What to produce: Format the lines below as a Markdown table with two columns, "No." and "Text": each row gives a sequential number and one line, and blank lines are omitted.

(begin)

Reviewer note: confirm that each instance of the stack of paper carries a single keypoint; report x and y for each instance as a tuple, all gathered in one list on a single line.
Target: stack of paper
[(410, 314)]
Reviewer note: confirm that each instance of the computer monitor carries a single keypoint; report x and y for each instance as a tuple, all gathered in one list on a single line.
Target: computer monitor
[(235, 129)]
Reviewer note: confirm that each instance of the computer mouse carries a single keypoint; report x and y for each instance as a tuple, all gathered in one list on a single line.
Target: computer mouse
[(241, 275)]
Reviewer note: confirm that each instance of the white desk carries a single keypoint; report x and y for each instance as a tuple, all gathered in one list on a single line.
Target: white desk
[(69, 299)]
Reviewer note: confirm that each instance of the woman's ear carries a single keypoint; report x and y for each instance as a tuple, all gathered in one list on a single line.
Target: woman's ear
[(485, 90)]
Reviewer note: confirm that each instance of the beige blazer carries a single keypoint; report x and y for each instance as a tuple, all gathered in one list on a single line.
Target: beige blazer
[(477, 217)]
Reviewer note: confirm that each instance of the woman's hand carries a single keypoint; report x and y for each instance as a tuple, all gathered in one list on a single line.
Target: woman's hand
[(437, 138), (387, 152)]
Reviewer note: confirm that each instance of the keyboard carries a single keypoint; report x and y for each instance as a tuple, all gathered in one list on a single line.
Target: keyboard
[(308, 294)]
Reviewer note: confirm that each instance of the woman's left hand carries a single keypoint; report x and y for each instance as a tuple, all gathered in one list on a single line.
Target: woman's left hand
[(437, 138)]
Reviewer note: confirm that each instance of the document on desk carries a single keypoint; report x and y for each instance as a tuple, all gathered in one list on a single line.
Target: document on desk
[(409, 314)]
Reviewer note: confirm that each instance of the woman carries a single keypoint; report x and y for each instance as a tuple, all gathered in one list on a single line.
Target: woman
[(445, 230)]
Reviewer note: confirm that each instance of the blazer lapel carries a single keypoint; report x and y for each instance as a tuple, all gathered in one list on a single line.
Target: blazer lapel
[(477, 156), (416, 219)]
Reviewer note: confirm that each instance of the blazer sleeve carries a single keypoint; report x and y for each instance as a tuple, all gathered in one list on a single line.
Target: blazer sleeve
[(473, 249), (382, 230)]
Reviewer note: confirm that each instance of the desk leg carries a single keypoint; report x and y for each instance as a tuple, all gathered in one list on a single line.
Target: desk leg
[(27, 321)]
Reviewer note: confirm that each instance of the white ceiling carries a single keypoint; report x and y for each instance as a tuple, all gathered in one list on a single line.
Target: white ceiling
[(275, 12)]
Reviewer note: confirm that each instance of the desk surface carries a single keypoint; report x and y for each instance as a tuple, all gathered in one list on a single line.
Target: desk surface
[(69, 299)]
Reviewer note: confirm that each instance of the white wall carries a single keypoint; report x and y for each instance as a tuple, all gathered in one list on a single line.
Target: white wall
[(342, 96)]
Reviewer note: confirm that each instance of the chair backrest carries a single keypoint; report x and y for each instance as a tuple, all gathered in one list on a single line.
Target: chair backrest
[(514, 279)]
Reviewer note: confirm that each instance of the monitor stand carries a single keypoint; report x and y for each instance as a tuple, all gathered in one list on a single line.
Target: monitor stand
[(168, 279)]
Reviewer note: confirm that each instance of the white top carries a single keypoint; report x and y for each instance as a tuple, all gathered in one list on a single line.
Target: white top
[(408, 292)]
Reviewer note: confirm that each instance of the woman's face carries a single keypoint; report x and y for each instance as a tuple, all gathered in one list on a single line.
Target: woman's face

(end)

Response:
| No. | Text |
|---|---|
| 1 | Reviewer note: confirm that each instance of the stack of paper carries a single keypoint; report x and y for each instance as a tuple, all gathered in one list on a single line. |
| 2 | Target: stack of paper |
| 3 | [(410, 314)] |
| 4 | Reviewer note: confirm that each instance of the computer monitor carries a single keypoint; report x and y for each instance as a tuple, all gathered in one list on a single line. |
| 5 | Target: computer monitor |
| 6 | [(235, 129)] |
| 7 | Reviewer note: confirm that each instance of the computer mouse carries a single keypoint; report x and y for each instance as a tuple, all gathered in one list on a single line. |
| 8 | Target: computer mouse |
| 9 | [(241, 275)] |
| 10 | Reviewer note: confirm that each instance of the white desk carries a single keypoint; report x and y for each instance as a tuple, all gathered in one list on a single line. |
| 11 | Target: white desk |
| 12 | [(69, 299)] |
| 13 | Reviewer note: confirm that each instance of the woman's ear carries a single keypoint; report x and y for each instance as a tuple, all gathered in one list on a single line. |
| 14 | Target: woman's ear |
| 15 | [(485, 90)] |
| 16 | Reviewer note: confirm that each instance of the beige blazer carries a single keypoint; report x and y for each instance as a tuple, all gathered in one list on a single line. |
| 17 | Target: beige blazer |
| 18 | [(477, 217)] |
| 19 | Reviewer note: confirm that each instance of the woman's hand carries a single keypoint; report x and y for each instance as a tuple, all gathered in one list on a single line. |
| 20 | Target: woman's hand |
| 21 | [(437, 138), (387, 152)] |
| 22 | Reviewer note: confirm that each instance of the keyboard carries a single keypoint; report x and y for each instance as a tuple, all gathered in one list on a single line. |
| 23 | Target: keyboard |
| 24 | [(308, 294)] |
| 25 | Reviewer note: confirm that each instance of the woman's left hand carries a single keypoint; report x and y for each instance as a tuple, all gathered in one list on a single line. |
| 26 | Target: woman's left hand |
| 27 | [(437, 138)] |
| 28 | Reviewer note: confirm that each instance of the document on desk carries a single keypoint; report x and y for each instance as a tuple, all gathered in one list on a single line. |
| 29 | Target: document on desk |
| 30 | [(409, 314)] |
| 31 | Reviewer note: confirm that each instance of the woman carries a single keypoint; report x and y for each instance as a tuple, all gathered in one list on a single line. |
| 32 | Target: woman |
| 33 | [(445, 230)] |
| 34 | Reviewer note: confirm that each instance of the blazer lapel carries a single keypoint; report x and y for each instance as a tuple, all gathered in one list on a single line. |
| 35 | Target: blazer lapel |
| 36 | [(477, 156), (416, 219)] |
| 37 | Reviewer note: confirm that each instance of the blazer sleeve carries a single keypoint; report x and y for each instance as a tuple, all gathered in one list on a single line. |
| 38 | Target: blazer sleeve |
| 39 | [(473, 249), (382, 230)] |
| 40 | Reviewer note: confirm that each instance of the desk leg carries a single keypoint; report x and y for each instance as a tuple, all gathered in one list on a single line. |
| 41 | Target: desk leg |
| 42 | [(27, 321)] |
| 43 | Reviewer note: confirm that each instance of the white ceiling carries a single keypoint; report x and y for each instance as a tuple, all gathered in one list on a single line. |
| 44 | Target: white ceiling |
| 45 | [(275, 12)] |
| 46 | Reviewer note: confirm that each instance of the desk surface carries a single keypoint; report x and y for each instance as a tuple, all gathered in one list on a single line. |
| 47 | Target: desk surface |
| 48 | [(69, 299)] |
| 49 | Reviewer note: confirm that each instance of the white wall carries a single keypoint; report x and y for each instance as a tuple, all gathered in one list on a single line. |
| 50 | Target: white wall |
| 51 | [(342, 96)] |
| 52 | Reviewer note: confirm that each instance of the chair backrest carries a single keypoint; report x and y for each instance as a tuple, all gathered in one list on a single line. |
| 53 | Target: chair backrest |
| 54 | [(514, 279)] |
| 55 | Reviewer note: confirm that each instance of the monitor stand carries a single keypoint; report x and y for each instance as a tuple, all gathered in one list on a single line. |
| 56 | Target: monitor stand |
| 57 | [(168, 279)] |
| 58 | Reviewer note: confirm that each instance of the white top carries a single keypoint; report x and y for each instance as a tuple, all gathered in one list on a single line. |
| 59 | Target: white top |
| 60 | [(408, 292)] |
| 61 | Reviewer note: confirm that each instance of the woman's face carries a single keypoint; report x and y for each instance as a tuple, all gathered in one list on a single line. |
| 62 | Target: woman's face |